▸ PROBLEM TO WORK ON: Count how many lines of the data contain the word "mountain". Give only the number.

▸ Items from a data source:
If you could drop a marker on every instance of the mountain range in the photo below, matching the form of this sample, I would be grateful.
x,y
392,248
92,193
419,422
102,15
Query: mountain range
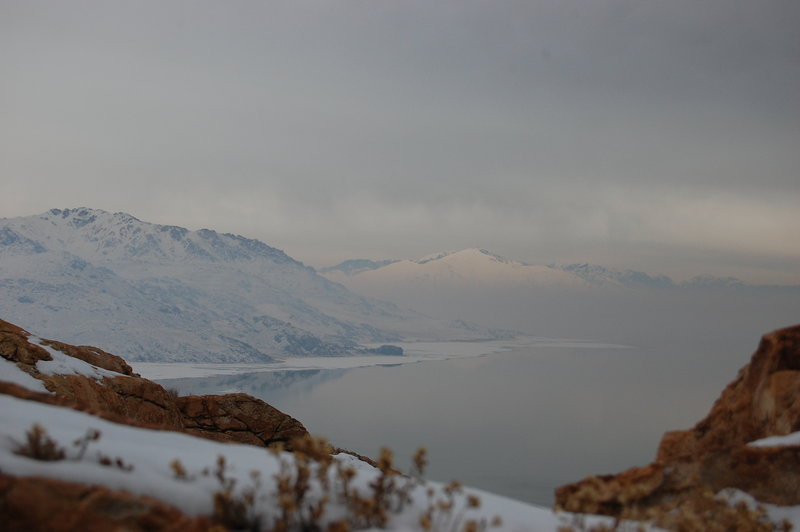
x,y
481,266
572,300
165,293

▸ EXERCISE ANSWER: 2